## Items from a dataset
== == ==

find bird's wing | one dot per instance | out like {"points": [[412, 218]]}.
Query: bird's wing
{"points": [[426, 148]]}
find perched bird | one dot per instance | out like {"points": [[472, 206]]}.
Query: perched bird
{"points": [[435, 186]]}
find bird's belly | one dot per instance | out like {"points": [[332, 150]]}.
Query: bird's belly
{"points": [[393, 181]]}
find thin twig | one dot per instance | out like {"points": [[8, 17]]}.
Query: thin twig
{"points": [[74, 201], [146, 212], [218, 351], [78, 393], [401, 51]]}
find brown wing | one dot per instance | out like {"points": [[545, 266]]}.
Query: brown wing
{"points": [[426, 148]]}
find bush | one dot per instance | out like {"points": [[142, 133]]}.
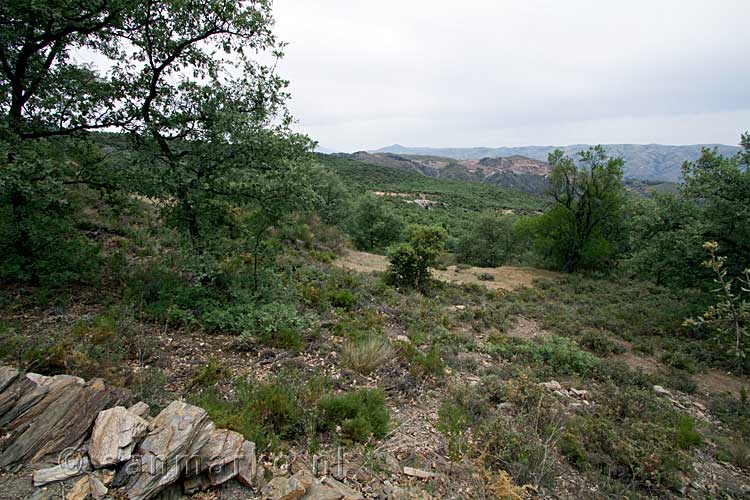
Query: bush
{"points": [[410, 262], [265, 413], [343, 299], [452, 423], [560, 354], [275, 324], [600, 343], [360, 414]]}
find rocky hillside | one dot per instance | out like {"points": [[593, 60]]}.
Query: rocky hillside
{"points": [[643, 161], [515, 171]]}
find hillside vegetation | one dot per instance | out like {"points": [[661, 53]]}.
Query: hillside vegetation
{"points": [[593, 344], [652, 162]]}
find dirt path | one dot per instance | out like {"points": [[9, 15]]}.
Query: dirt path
{"points": [[505, 278]]}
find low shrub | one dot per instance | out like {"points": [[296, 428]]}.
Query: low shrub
{"points": [[343, 299], [600, 343], [561, 355], [360, 414], [266, 413]]}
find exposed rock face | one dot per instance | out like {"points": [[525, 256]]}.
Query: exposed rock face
{"points": [[178, 433], [220, 457], [42, 416], [116, 434], [180, 450], [66, 470]]}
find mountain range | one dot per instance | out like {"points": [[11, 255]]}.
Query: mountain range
{"points": [[650, 162]]}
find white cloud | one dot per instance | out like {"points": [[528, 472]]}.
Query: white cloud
{"points": [[499, 73]]}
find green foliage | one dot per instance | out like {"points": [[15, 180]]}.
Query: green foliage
{"points": [[600, 343], [452, 423], [729, 319], [410, 262], [634, 438], [720, 186], [457, 202], [373, 224], [265, 413], [489, 241], [560, 354], [343, 299], [583, 225], [210, 374], [360, 414], [665, 237]]}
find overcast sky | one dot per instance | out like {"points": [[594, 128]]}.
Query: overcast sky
{"points": [[366, 74]]}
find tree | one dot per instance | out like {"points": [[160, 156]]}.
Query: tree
{"points": [[410, 262], [207, 119], [585, 217], [332, 202], [665, 235], [488, 242], [720, 187], [373, 225], [47, 101], [219, 134]]}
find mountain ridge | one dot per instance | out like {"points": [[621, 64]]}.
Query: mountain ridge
{"points": [[651, 162]]}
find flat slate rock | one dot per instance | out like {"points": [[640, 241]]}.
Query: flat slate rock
{"points": [[220, 457], [116, 434], [52, 415], [178, 433], [72, 467]]}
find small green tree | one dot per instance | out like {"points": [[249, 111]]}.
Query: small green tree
{"points": [[489, 241], [720, 186], [730, 317], [373, 224], [410, 262], [580, 227]]}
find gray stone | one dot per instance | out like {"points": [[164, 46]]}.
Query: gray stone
{"points": [[319, 492], [58, 420], [342, 489], [71, 467], [220, 456], [247, 467], [116, 434], [179, 432], [140, 409]]}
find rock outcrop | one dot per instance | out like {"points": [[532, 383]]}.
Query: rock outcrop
{"points": [[111, 451]]}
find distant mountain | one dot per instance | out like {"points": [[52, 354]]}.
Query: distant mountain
{"points": [[516, 171], [652, 162], [324, 150]]}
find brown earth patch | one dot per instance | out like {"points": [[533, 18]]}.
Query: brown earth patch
{"points": [[504, 278]]}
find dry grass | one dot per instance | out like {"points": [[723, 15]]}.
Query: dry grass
{"points": [[504, 278], [366, 356]]}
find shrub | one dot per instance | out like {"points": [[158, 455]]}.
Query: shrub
{"points": [[265, 413], [211, 373], [360, 414], [426, 364], [410, 262], [560, 354], [343, 299], [600, 343], [452, 423], [732, 411], [366, 356], [276, 324]]}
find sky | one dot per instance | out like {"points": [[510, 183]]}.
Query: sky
{"points": [[366, 74]]}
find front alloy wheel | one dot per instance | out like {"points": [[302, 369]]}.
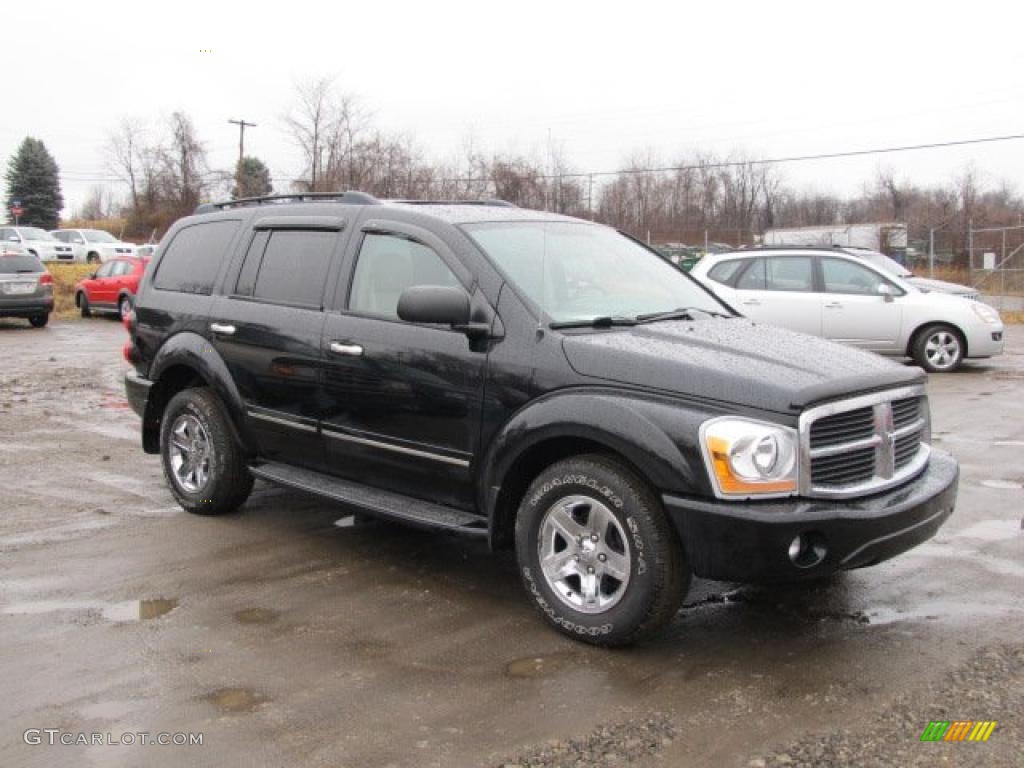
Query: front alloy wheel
{"points": [[584, 555]]}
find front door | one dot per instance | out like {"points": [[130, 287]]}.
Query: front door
{"points": [[853, 310], [267, 328], [403, 400]]}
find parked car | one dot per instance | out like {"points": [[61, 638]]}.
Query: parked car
{"points": [[26, 287], [541, 382], [93, 246], [112, 288], [37, 242], [891, 266], [845, 298]]}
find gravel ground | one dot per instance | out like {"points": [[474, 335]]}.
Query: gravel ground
{"points": [[988, 687]]}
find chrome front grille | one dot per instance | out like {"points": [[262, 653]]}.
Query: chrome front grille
{"points": [[864, 444]]}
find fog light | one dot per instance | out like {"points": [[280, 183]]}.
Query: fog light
{"points": [[807, 550]]}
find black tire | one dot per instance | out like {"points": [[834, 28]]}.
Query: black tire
{"points": [[124, 306], [939, 348], [228, 482], [658, 572]]}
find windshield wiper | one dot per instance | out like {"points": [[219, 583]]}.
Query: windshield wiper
{"points": [[604, 321], [680, 313]]}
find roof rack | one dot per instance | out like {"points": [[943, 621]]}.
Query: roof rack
{"points": [[484, 202], [346, 198]]}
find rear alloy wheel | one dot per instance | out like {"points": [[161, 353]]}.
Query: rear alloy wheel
{"points": [[597, 552], [939, 348], [204, 466]]}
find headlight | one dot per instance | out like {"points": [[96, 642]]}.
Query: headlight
{"points": [[750, 458], [986, 313]]}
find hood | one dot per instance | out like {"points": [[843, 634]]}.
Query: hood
{"points": [[941, 286], [732, 360]]}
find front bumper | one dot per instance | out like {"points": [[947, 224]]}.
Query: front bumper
{"points": [[750, 541]]}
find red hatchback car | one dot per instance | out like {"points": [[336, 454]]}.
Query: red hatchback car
{"points": [[112, 288]]}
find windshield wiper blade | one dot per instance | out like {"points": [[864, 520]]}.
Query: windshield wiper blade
{"points": [[685, 312], [604, 321]]}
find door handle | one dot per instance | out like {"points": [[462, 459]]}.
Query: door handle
{"points": [[353, 350]]}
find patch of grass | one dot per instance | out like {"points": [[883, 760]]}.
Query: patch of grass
{"points": [[66, 276]]}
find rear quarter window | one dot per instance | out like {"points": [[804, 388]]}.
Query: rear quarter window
{"points": [[190, 261]]}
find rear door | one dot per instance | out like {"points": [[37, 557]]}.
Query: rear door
{"points": [[267, 328], [854, 312], [779, 291], [403, 399]]}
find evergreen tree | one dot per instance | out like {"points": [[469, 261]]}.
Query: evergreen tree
{"points": [[34, 180], [252, 178]]}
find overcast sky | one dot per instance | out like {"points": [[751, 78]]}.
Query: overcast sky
{"points": [[602, 80]]}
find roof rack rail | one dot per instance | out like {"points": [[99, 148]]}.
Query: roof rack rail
{"points": [[346, 198], [483, 202]]}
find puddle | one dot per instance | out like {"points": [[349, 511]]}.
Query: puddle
{"points": [[236, 699], [1003, 484], [541, 667], [256, 615], [140, 610]]}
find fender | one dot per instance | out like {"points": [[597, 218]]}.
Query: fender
{"points": [[194, 351], [656, 435]]}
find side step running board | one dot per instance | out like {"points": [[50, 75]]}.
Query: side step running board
{"points": [[374, 501]]}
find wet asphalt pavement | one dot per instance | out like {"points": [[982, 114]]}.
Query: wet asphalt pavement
{"points": [[288, 637]]}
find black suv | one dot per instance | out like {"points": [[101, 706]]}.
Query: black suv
{"points": [[540, 381]]}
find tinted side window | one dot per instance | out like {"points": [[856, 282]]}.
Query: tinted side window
{"points": [[754, 278], [725, 271], [295, 266], [387, 265], [790, 273], [192, 260], [845, 276]]}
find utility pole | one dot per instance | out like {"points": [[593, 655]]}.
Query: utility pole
{"points": [[242, 135]]}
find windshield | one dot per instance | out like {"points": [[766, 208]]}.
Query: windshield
{"points": [[885, 263], [34, 232], [578, 271]]}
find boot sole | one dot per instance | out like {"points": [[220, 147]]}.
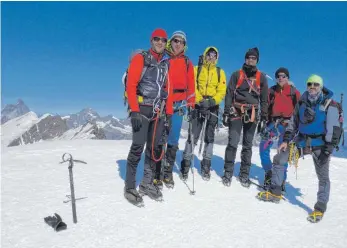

== == ==

## EXERCISE PROMPT
Gather every line in the rows that contains the word "evergreen", and copy each one out.

## COMPLETED TASK
find evergreen tree | one dot per instance | out like {"points": [[469, 261]]}.
Query: evergreen tree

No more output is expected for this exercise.